:: Task data ::
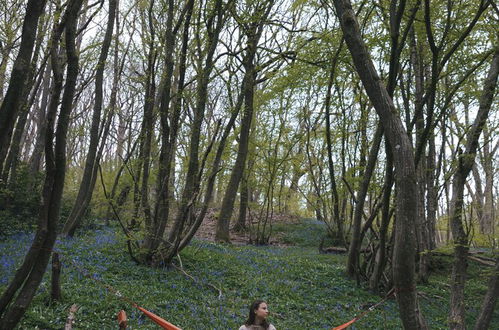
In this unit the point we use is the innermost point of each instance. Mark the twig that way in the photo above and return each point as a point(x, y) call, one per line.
point(196, 281)
point(71, 317)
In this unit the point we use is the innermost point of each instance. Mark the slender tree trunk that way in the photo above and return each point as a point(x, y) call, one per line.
point(191, 188)
point(36, 156)
point(90, 171)
point(335, 196)
point(405, 177)
point(489, 301)
point(355, 243)
point(13, 97)
point(381, 253)
point(29, 276)
point(253, 34)
point(465, 163)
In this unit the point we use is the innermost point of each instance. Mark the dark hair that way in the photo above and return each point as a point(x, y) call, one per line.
point(251, 318)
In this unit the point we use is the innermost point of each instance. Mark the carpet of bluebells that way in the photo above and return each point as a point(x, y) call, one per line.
point(304, 289)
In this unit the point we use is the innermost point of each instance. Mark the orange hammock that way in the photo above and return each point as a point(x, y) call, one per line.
point(122, 321)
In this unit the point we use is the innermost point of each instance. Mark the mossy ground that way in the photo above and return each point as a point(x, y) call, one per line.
point(304, 289)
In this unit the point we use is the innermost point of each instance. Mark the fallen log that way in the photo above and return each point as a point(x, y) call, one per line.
point(71, 317)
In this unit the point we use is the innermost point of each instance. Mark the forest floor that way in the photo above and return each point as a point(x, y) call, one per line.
point(212, 284)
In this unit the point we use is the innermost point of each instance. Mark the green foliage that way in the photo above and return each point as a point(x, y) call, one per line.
point(304, 233)
point(19, 201)
point(304, 289)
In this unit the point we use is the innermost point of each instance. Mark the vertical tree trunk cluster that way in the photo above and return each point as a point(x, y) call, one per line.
point(22, 288)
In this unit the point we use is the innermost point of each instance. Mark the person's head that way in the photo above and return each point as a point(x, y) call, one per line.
point(258, 314)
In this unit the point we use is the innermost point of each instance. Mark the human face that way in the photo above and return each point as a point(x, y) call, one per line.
point(262, 312)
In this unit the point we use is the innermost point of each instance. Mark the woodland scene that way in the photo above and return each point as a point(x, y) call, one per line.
point(178, 160)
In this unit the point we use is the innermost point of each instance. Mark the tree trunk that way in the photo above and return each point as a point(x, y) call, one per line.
point(466, 160)
point(29, 276)
point(253, 34)
point(405, 174)
point(176, 239)
point(13, 97)
point(89, 174)
point(489, 301)
point(381, 253)
point(36, 156)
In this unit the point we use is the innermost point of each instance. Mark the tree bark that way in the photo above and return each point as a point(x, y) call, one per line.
point(29, 276)
point(489, 301)
point(466, 161)
point(91, 164)
point(13, 97)
point(253, 33)
point(405, 173)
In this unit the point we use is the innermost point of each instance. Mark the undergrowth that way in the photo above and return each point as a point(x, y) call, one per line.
point(304, 289)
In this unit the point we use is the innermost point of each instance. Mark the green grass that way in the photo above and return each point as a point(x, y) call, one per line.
point(304, 289)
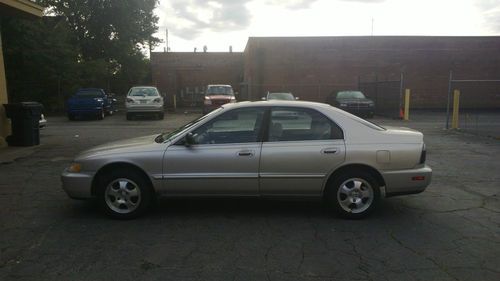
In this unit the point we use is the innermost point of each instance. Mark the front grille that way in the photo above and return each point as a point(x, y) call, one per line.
point(219, 102)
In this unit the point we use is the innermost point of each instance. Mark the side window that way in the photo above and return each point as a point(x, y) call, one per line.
point(235, 126)
point(296, 124)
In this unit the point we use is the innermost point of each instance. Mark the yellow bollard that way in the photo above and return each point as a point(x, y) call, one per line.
point(456, 105)
point(407, 105)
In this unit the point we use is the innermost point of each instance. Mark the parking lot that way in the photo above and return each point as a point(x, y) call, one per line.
point(449, 232)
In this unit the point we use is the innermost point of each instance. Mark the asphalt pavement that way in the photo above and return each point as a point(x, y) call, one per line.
point(449, 232)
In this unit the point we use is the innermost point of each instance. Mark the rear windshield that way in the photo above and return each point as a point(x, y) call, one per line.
point(143, 92)
point(280, 96)
point(350, 95)
point(220, 90)
point(89, 94)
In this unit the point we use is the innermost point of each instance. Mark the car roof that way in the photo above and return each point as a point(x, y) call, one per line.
point(289, 103)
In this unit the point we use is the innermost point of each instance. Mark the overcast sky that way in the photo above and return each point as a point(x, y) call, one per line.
point(219, 24)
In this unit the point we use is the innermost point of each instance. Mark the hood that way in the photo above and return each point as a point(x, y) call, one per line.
point(219, 97)
point(134, 145)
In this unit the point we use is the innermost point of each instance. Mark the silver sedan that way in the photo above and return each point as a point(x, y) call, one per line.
point(268, 149)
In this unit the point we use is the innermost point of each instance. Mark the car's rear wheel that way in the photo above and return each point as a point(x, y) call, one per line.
point(353, 195)
point(124, 194)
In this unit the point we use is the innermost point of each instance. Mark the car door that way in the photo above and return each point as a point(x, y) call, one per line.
point(224, 159)
point(301, 148)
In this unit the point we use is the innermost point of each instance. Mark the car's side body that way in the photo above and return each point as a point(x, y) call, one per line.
point(264, 168)
point(89, 102)
point(144, 100)
point(353, 102)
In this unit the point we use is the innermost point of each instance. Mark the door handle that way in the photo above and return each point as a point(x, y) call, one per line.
point(329, 150)
point(245, 153)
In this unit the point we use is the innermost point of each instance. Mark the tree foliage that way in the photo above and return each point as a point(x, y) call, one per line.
point(80, 43)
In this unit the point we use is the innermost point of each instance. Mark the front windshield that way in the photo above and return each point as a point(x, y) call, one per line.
point(168, 136)
point(219, 90)
point(350, 95)
point(280, 96)
point(143, 92)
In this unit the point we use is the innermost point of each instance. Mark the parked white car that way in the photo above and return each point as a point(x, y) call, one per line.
point(144, 100)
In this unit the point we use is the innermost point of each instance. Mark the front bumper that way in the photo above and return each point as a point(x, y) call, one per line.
point(407, 181)
point(84, 111)
point(77, 185)
point(137, 108)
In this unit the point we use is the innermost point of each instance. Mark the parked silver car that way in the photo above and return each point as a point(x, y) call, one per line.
point(142, 100)
point(254, 149)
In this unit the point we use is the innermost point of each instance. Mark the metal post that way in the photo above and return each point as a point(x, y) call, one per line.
point(401, 92)
point(456, 106)
point(448, 102)
point(407, 105)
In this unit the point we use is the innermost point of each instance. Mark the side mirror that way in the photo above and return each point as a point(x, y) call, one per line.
point(189, 139)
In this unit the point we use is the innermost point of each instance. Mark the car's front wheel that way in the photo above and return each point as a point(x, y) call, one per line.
point(353, 195)
point(124, 194)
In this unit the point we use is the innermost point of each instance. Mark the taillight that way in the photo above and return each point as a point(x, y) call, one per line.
point(423, 155)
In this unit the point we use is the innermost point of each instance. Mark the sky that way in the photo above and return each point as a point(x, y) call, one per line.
point(218, 24)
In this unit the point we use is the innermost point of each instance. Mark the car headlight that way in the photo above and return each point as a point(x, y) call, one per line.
point(75, 168)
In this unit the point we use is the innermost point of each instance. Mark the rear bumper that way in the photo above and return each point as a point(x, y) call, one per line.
point(359, 110)
point(407, 181)
point(84, 111)
point(77, 185)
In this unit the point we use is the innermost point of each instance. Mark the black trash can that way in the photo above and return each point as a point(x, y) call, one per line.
point(25, 118)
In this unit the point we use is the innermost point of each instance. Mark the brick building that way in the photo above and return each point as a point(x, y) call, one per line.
point(313, 67)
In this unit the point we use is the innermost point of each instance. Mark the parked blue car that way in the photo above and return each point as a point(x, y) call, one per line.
point(89, 102)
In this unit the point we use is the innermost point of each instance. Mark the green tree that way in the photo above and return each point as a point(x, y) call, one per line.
point(81, 43)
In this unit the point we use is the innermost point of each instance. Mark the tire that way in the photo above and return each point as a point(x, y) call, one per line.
point(353, 195)
point(124, 194)
point(101, 114)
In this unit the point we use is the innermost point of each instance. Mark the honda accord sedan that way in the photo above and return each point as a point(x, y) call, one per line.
point(254, 149)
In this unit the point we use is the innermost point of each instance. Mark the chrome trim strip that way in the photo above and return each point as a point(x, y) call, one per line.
point(211, 176)
point(232, 176)
point(280, 176)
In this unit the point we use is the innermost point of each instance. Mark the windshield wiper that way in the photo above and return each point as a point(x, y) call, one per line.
point(159, 138)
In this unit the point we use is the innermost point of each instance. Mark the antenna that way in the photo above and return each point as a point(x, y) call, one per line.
point(373, 20)
point(166, 40)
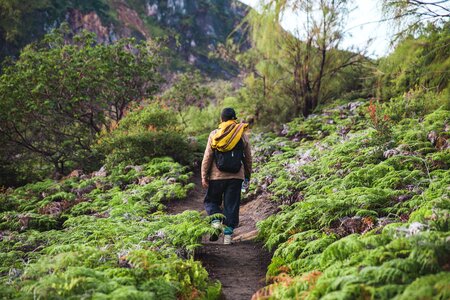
:::
## Aim
Copy out the part of the listing that opens with the line containing "Mark the asphalt" and closes with the line containing "point(134, 145)", keeping every character unchanged.

## Full output
In this unit the point we use is the innermost point of each instance. Mark the asphalt pavement that way in the photo above and return each point as a point(x, y) call, one per line.
point(449, 232)
In this unit the point we use is the innermost point of each instance. Mark the rear windshield that way in the photo above and return each point as a point(x, y) call, one per line.
point(143, 92)
point(280, 96)
point(350, 95)
point(220, 90)
point(89, 94)
In this unit the point we use is the innermost point of each instance. Mark the car roof that way in the photo above and return each point as a point(x, y) call, one per line.
point(289, 103)
In this unit the point we use is the innermost point of each instance. Mark the overcast sky that way in the photo above and return each point as a point(x, y) call, one per line.
point(219, 24)
In this unit the point we use is the innermost point of each instance. Mark the hood that way in the photo above and return each point as a point(x, y) call, one per line.
point(219, 97)
point(134, 145)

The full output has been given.